• **Your instructions**
Using the data beneath, show every line that includes the word "below".
==== Given information ====
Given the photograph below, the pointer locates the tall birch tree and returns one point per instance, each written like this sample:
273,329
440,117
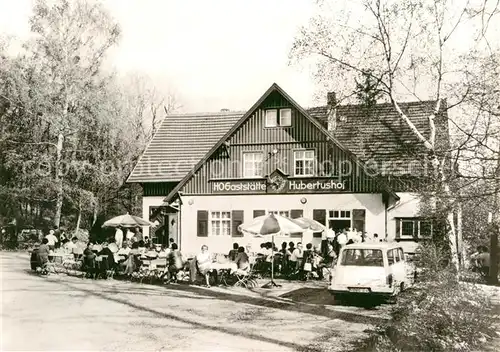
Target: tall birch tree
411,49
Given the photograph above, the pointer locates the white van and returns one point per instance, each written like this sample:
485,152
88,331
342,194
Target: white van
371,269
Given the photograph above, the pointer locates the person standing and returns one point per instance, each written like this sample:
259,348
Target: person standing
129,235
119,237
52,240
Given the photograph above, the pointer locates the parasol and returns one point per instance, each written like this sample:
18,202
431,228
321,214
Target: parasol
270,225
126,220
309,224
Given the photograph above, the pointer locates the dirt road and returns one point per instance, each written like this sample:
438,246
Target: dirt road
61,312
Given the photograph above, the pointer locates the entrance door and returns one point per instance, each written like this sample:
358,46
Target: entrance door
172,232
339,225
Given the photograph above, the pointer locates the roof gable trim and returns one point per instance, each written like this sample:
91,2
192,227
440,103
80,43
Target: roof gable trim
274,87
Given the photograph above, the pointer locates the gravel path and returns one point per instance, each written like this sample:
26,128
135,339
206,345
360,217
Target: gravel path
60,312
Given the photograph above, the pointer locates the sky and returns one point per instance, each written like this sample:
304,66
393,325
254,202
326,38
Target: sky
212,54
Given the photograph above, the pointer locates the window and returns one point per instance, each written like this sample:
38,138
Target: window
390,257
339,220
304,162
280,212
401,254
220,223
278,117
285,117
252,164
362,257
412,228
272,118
====
==== Given information ====
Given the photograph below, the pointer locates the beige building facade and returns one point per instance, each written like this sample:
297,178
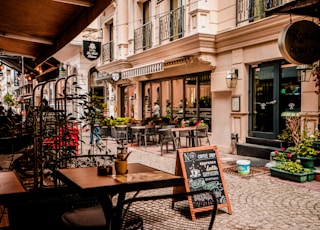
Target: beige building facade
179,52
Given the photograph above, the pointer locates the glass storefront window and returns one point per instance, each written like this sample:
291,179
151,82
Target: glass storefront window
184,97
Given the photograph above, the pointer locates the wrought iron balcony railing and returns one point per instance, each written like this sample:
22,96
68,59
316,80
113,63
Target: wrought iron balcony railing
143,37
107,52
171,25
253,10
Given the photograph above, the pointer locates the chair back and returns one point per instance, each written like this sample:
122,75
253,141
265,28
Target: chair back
====
==== Given information ====
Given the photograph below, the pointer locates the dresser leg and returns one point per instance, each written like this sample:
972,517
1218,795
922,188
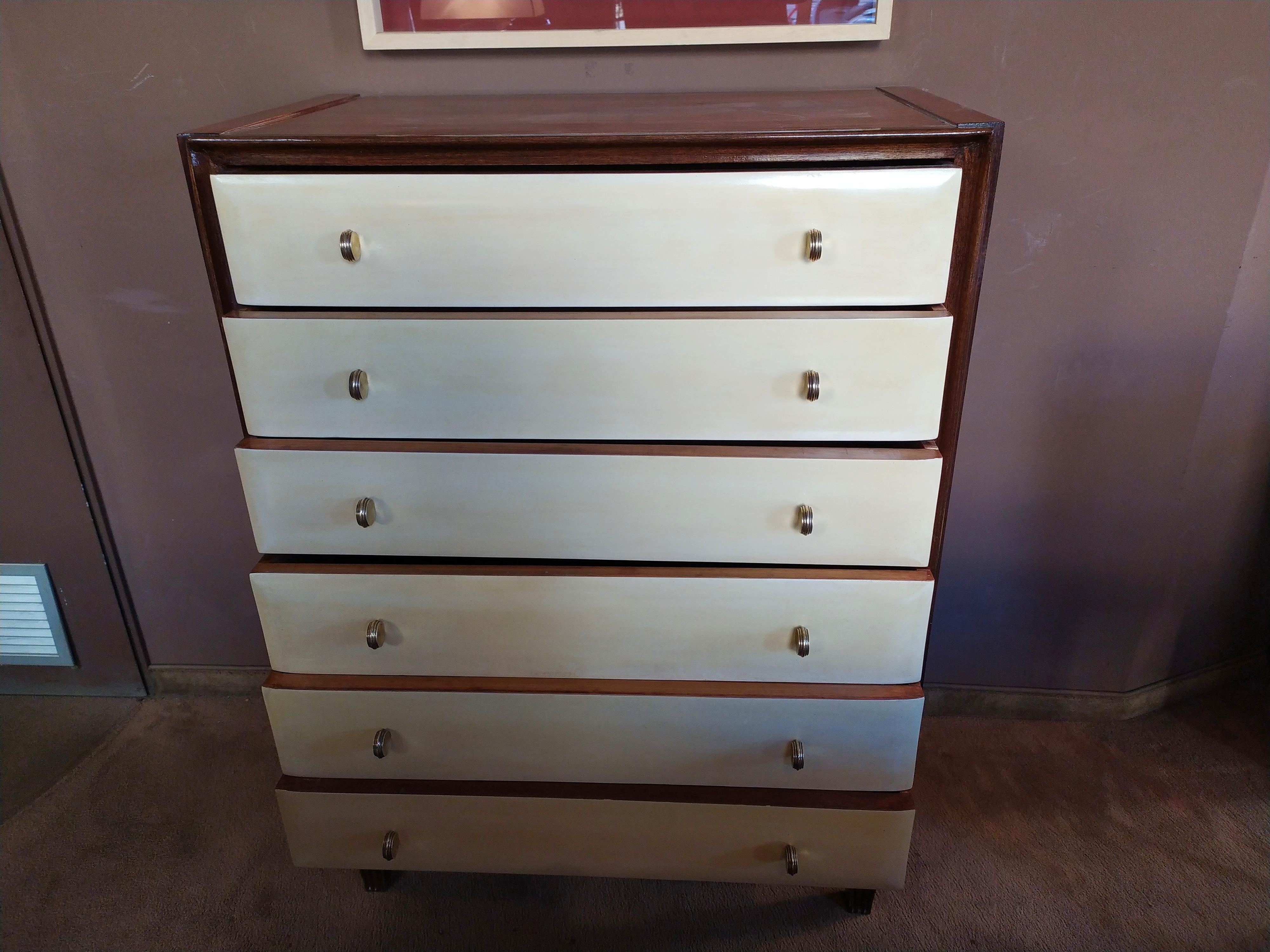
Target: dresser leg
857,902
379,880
====
• **Solution**
Given the photograph below, the pointer locates the tall birch tree and returns one point per instance, each written like this sample:
Given the photograph below, the pointer locates the beige building facade and returns one point per instance, each written like this sample:
Given the photograph below, the pointer locates the dresser leg and returns one point per instance, each written like this sample:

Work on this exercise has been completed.